__Problem__: Convert every line of the records below into a Markdown table with the columns Row and Line, giving each line a row number and omitting blank lines.

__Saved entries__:
────────────────────────────────────────

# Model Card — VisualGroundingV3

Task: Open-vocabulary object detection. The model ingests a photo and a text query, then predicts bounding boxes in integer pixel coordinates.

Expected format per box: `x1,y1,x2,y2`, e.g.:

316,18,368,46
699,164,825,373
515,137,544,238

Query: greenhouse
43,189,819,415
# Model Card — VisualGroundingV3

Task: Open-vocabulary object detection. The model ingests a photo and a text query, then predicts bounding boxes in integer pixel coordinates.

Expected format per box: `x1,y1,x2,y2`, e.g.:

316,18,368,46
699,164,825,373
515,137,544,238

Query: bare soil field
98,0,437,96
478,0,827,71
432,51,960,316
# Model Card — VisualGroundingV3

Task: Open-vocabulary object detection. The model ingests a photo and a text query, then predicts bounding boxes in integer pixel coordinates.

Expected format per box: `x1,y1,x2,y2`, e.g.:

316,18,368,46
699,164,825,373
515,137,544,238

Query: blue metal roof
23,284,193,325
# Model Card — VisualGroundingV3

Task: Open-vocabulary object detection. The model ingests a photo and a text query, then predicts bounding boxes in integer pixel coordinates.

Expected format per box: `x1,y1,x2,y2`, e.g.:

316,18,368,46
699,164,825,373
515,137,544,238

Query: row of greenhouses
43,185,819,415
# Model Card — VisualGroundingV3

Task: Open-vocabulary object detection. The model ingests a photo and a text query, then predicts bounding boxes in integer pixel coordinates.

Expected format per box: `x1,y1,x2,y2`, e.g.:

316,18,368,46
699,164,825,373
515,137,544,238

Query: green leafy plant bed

────────────────────────────────────────

__Answer to the exercise__:
| Row | Line |
|---|---|
| 1 | # Model Card — VisualGroundingV3 |
| 2 | Task: Open-vocabulary object detection. The model ingests a photo and a text query, then predicts bounding boxes in integer pixel coordinates. |
| 3 | Expected format per box: `x1,y1,x2,y2`, e.g.: |
| 4 | 316,18,368,46 |
| 5 | 699,164,825,373 |
| 6 | 515,137,544,238 |
| 7 | Query: greenhouse |
| 8 | 43,189,819,415 |
| 9 | # Model Card — VisualGroundingV3 |
| 10 | Task: Open-vocabulary object detection. The model ingests a photo and a text query, then predicts bounding boxes in integer pixel coordinates. |
| 11 | Expected format per box: `x1,y1,x2,y2`, e.g.: |
| 12 | 316,18,368,46 |
| 13 | 699,164,825,373 |
| 14 | 515,137,544,238 |
| 15 | Query: bare soil field |
| 16 | 98,0,437,96 |
| 17 | 478,0,827,71 |
| 18 | 432,51,960,316 |
| 19 | # Model Card — VisualGroundingV3 |
| 20 | Task: Open-vocabulary object detection. The model ingests a photo and a text query, then predicts bounding boxes in integer pixel coordinates. |
| 21 | Expected format per box: `x1,y1,x2,y2`, e.g.: |
| 22 | 316,18,368,46 |
| 23 | 699,164,825,373 |
| 24 | 515,137,544,238 |
| 25 | Query: blue metal roof |
| 26 | 23,284,193,325 |
| 27 | # Model Card — VisualGroundingV3 |
| 28 | Task: Open-vocabulary object detection. The model ingests a photo and a text query, then predicts bounding boxes in integer pixel coordinates. |
| 29 | Expected format per box: `x1,y1,x2,y2`, e.g.: |
| 30 | 316,18,368,46 |
| 31 | 699,164,825,373 |
| 32 | 515,137,544,238 |
| 33 | Query: row of greenhouses |
| 34 | 43,185,819,415 |
| 35 | # Model Card — VisualGroundingV3 |
| 36 | Task: Open-vocabulary object detection. The model ingests a photo and a text query, then predicts bounding boxes in integer pixel coordinates. |
| 37 | Expected format per box: `x1,y1,x2,y2`, e.g.: |
| 38 | 316,18,368,46 |
| 39 | 699,164,825,373 |
| 40 | 515,137,544,238 |
| 41 | Query: green leafy plant bed |